──────── INPUT FOR THIS TASK ────────

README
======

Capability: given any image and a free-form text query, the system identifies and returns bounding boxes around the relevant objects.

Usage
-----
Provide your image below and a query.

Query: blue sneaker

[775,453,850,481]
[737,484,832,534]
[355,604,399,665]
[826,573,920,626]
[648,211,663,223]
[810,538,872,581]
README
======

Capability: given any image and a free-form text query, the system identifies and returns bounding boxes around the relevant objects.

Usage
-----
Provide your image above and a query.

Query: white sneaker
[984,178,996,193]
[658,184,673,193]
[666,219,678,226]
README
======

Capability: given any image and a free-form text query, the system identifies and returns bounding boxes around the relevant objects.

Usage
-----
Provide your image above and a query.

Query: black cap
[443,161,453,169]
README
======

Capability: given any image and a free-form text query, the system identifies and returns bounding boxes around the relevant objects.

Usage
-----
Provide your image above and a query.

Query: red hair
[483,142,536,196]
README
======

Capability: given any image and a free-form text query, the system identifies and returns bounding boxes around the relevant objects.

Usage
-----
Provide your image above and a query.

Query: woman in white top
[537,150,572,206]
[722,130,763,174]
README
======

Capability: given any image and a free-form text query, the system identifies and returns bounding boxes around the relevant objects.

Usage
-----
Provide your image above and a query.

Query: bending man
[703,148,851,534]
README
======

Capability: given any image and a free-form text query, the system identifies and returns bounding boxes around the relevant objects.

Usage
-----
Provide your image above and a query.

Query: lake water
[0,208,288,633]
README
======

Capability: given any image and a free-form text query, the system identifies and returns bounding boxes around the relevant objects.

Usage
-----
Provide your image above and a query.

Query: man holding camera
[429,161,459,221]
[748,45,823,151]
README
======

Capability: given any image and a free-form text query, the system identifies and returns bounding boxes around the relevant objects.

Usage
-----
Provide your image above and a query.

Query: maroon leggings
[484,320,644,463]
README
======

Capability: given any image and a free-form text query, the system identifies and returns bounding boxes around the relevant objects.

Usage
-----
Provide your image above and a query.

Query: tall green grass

────────

== EXERCISE DIRECTIONS ==
Exactly as they are written, print the entries again.

== OUTPUT OF THE TASK ==
README
======

Capability: given any image and a free-form text query, the system identifies and returns bounding boxes around the relevant objects.

Usage
-----
Provide your image below and a query.

Query: blue sneaker

[775,453,850,481]
[737,484,832,534]
[355,604,399,665]
[826,573,920,626]
[648,211,663,223]
[810,538,872,581]
README
======

Capability: given any image and a free-form text query, the system identifies and returns bounding boxes around the relevant objects.

Usage
-----
Provide your image above and a query.

Query: white sneaker
[984,178,996,193]
[658,184,673,193]
[666,219,678,226]
README
======

Capability: given any image and a free-form text query, the system identifies and returns bounding boxes around the relevant objects.

Usage
-----
Provide your image above and a query.

Query: black cap
[443,161,453,169]
README
======

Capability: given any image and a free-form text query, the system identifies and returns bounding boxes around the relevant objects.

Usage
-----
Provide your image above and a query.

Query: red hair
[483,142,536,196]
README
======

Capability: given any image and a free-form text query, the system identifies and returns bounding boxes around the relevant objects.

Usage
-----
Provide your image above and a query.

Query: woman in white top
[537,150,572,206]
[722,130,763,174]
README
======

Capability: given any image and a free-form text query, the system identifies and returns bounding boxes around the relevant objects.

Usage
-----
Provide your image above and a query.

Query: bending man
[703,148,851,534]
README
======

Capability: given any image and a free-form text query, the system identifies and returns bounding boxes around the relevant objects.

Usage
-----
Provide your image above and a query.

Query: lake water
[0,208,288,633]
README
======

Capability: given any image and a free-form text query, the system identifies and returns bounding boxes around the relevant objects.

Usage
-----
Provide your image above and a query.

Query: man holding camera
[429,161,459,221]
[748,45,823,151]
README
======

Capability: given any image and a free-form text query, the system identifies and returns bounding boxes around the relevant objects.

Usage
-----
Provide your image above and a query.

Query: maroon leggings
[484,320,644,463]
README
======

Capability: given any image and a free-form text query, the system identifies and returns bounding boxes around the relevant objects.

Usage
-----
Provide your image above and a query.

Query: tall green grass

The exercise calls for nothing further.